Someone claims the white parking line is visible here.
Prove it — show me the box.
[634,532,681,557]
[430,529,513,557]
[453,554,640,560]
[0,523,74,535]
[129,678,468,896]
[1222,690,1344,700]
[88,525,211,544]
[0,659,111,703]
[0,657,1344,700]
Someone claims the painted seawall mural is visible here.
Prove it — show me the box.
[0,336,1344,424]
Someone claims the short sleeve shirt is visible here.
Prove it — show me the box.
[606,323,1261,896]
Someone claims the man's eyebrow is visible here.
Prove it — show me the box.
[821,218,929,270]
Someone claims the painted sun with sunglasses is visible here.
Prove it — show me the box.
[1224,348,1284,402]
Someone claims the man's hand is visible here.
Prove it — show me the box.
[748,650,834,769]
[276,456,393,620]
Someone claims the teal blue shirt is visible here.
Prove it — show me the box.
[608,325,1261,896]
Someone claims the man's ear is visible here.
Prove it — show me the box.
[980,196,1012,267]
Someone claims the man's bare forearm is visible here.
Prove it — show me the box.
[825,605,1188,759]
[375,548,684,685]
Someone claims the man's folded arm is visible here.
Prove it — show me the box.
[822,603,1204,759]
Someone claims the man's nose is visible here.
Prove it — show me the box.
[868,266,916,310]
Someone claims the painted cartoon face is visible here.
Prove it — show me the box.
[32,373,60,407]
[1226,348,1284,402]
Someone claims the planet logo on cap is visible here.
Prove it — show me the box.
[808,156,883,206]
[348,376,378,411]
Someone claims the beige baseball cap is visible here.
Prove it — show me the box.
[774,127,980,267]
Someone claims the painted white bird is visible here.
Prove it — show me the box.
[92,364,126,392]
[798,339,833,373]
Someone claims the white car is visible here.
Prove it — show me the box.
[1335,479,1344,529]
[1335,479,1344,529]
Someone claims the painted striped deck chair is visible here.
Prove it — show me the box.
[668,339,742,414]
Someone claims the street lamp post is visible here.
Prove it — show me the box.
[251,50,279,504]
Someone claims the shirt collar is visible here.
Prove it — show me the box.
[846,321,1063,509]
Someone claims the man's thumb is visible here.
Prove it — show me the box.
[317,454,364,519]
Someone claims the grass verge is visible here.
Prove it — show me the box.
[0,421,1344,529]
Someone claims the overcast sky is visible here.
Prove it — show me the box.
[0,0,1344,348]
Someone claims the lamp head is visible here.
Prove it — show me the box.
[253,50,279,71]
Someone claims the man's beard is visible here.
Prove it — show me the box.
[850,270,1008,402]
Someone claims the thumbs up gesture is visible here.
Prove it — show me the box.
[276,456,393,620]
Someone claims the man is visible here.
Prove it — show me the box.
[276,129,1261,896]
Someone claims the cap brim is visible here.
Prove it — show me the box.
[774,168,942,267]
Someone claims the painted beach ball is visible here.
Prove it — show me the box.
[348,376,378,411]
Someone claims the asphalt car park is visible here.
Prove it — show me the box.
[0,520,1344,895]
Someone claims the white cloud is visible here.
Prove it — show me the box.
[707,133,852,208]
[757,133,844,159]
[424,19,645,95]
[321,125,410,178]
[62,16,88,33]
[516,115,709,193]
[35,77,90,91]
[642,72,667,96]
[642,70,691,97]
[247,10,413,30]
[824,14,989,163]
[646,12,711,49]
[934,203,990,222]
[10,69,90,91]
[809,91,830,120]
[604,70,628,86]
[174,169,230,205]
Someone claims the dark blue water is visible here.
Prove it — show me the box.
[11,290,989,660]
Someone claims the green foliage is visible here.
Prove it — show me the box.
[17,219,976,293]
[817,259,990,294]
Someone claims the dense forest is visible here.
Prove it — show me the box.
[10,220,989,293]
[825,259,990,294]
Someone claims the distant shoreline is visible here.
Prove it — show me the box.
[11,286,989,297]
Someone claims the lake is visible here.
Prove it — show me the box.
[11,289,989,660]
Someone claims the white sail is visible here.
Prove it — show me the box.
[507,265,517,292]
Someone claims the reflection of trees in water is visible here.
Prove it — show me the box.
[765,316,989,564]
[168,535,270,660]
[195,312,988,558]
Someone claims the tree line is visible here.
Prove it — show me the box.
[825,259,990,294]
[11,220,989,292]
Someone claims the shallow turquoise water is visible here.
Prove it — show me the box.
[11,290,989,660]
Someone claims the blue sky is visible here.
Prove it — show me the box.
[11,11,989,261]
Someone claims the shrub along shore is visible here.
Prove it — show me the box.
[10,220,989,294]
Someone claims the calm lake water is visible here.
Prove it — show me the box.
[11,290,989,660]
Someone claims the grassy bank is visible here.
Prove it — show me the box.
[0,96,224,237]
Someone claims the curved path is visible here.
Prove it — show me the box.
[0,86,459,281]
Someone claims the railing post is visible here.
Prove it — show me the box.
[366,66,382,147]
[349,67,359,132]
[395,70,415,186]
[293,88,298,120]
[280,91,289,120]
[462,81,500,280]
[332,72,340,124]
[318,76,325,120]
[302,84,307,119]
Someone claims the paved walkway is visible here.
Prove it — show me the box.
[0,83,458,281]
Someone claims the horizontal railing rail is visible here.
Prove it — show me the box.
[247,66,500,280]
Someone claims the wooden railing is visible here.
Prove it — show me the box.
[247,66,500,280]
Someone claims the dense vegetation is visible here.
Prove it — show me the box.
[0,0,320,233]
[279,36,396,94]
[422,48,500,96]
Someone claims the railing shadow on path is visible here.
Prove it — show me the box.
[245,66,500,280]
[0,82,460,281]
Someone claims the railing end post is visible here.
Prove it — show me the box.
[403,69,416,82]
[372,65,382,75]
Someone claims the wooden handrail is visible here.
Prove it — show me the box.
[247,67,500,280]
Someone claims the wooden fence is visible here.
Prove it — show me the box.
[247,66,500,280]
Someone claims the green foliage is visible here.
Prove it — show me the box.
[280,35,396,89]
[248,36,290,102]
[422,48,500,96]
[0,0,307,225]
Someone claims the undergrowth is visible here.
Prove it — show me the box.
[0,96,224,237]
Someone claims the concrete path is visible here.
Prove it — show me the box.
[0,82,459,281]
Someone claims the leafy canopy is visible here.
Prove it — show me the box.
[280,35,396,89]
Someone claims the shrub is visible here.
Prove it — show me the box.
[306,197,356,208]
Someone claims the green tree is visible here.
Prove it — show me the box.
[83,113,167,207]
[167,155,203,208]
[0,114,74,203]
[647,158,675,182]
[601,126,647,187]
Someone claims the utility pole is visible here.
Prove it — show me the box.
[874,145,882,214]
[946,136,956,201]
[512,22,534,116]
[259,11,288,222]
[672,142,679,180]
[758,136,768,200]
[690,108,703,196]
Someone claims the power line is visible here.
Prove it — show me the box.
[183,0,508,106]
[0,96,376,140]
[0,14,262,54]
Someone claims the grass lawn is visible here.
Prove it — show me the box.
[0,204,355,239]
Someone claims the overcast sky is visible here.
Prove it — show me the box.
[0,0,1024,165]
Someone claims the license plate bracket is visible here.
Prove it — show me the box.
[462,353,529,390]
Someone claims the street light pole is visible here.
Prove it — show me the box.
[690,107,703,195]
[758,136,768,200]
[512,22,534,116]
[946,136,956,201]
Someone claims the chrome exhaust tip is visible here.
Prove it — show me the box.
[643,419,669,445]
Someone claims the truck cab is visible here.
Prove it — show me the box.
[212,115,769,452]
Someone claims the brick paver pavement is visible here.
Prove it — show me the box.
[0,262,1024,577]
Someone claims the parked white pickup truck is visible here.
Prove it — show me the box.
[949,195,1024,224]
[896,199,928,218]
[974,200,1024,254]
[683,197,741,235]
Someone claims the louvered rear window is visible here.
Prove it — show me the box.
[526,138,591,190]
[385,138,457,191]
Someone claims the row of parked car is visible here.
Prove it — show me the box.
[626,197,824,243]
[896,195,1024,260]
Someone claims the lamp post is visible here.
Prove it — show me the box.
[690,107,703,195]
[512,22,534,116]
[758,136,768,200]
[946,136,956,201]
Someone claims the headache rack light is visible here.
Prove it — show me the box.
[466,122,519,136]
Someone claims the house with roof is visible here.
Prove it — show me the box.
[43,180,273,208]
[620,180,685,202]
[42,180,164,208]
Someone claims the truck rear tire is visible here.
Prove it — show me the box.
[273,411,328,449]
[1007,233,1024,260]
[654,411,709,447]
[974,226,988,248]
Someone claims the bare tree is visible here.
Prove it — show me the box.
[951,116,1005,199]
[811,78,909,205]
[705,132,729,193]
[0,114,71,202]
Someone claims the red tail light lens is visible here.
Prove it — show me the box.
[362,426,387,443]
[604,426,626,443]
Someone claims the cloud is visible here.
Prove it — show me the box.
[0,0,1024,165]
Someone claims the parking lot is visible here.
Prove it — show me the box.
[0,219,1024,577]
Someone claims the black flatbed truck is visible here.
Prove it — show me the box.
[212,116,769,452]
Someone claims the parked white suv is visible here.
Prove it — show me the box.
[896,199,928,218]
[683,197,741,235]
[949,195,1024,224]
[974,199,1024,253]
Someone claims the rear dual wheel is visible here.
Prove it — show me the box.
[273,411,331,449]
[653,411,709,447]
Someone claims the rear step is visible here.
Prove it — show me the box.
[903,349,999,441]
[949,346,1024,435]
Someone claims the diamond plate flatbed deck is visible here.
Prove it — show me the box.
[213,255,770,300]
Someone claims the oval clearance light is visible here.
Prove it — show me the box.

### Consigne
Pourriez-vous recopier telles quelles les lignes allant du début jusqu'à celle qui contient « [1224,348,1284,402] », ces deux bornes comprises ?

### Réponse rédigée
Someone claims the white parking line is visible here.
Prove it — show me the box.
[634,532,681,557]
[430,529,513,557]
[453,554,640,560]
[0,523,74,535]
[129,678,468,896]
[1222,690,1344,700]
[88,525,211,544]
[0,659,111,703]
[0,657,1344,700]
Someone claims the painted seawall mural is visible here.
Prove it — show me the box.
[0,336,1344,424]
Someone claims the short sleeve shirt is visible here.
Prove it — show me the box.
[606,323,1261,896]
Someone claims the man's eyebrow is visible here.
Prove it — show me the box.
[821,218,929,270]
Someone claims the painted sun with sunglasses is visible here.
Prove it — show me the box.
[1224,348,1284,402]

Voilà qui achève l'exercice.